Entries from a dataset:
----------------
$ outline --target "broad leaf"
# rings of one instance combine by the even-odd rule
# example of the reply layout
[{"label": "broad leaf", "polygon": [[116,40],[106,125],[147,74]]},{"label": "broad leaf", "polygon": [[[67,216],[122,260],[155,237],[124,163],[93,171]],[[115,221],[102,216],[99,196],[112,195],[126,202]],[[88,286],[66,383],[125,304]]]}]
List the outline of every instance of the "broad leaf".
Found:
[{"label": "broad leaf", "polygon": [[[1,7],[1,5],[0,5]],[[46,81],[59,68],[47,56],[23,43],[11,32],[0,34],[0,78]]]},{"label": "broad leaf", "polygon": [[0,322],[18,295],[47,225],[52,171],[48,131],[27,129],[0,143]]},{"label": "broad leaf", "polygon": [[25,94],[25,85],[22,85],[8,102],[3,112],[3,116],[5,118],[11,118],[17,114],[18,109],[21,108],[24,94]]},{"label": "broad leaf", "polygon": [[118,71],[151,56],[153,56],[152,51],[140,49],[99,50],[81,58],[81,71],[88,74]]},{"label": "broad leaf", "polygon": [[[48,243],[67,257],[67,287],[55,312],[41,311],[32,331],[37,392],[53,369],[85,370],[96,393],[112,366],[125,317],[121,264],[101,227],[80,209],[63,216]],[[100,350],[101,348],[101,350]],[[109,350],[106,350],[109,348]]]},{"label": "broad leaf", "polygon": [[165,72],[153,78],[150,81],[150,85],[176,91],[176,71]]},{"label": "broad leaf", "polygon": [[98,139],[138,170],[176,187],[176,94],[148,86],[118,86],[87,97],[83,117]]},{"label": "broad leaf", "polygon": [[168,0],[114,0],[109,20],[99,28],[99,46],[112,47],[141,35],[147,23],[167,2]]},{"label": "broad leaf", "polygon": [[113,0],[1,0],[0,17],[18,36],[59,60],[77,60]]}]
----------------
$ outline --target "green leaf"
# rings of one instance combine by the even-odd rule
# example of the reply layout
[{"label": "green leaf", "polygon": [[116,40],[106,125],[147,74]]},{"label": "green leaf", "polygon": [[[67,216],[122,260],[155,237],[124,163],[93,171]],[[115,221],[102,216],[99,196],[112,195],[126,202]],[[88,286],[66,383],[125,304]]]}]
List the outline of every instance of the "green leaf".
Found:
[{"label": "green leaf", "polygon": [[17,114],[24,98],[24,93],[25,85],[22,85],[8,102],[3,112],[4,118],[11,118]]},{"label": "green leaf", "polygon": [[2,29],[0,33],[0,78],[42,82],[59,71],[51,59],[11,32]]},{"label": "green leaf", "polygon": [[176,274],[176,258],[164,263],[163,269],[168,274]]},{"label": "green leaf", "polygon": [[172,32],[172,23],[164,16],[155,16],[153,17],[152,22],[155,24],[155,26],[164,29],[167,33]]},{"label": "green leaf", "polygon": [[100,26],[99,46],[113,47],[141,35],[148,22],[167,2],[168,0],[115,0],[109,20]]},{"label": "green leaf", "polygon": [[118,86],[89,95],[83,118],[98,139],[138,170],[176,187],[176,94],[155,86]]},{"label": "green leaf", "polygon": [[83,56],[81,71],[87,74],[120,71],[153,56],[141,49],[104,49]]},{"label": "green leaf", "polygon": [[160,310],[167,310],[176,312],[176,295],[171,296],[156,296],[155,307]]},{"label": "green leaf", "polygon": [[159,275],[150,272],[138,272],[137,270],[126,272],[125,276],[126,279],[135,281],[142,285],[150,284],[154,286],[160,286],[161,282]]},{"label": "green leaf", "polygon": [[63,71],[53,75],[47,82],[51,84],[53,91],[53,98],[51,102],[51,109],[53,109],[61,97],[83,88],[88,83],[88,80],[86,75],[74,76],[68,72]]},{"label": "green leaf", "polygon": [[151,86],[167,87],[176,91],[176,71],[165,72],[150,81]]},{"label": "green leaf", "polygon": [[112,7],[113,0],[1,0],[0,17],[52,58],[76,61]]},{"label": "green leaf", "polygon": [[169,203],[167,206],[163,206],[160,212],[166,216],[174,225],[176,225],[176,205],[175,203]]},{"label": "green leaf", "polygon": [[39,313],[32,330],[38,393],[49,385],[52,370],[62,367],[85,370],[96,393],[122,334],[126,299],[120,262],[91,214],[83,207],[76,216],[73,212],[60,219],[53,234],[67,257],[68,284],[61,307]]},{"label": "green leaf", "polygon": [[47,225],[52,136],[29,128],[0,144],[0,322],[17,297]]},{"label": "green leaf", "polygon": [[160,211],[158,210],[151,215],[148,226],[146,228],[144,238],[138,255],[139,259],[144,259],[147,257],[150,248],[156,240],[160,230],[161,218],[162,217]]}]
----------------
▸ TASK OBJECTIVE
Identify each line in the entries above that contains the word "outline", and copy every such line.

▸ THE COMPLETED TASK
$ outline --target "broad leaf"
List the outline of every instance of the "broad leaf".
$ outline --target "green leaf"
List the outline of every instance of the "green leaf".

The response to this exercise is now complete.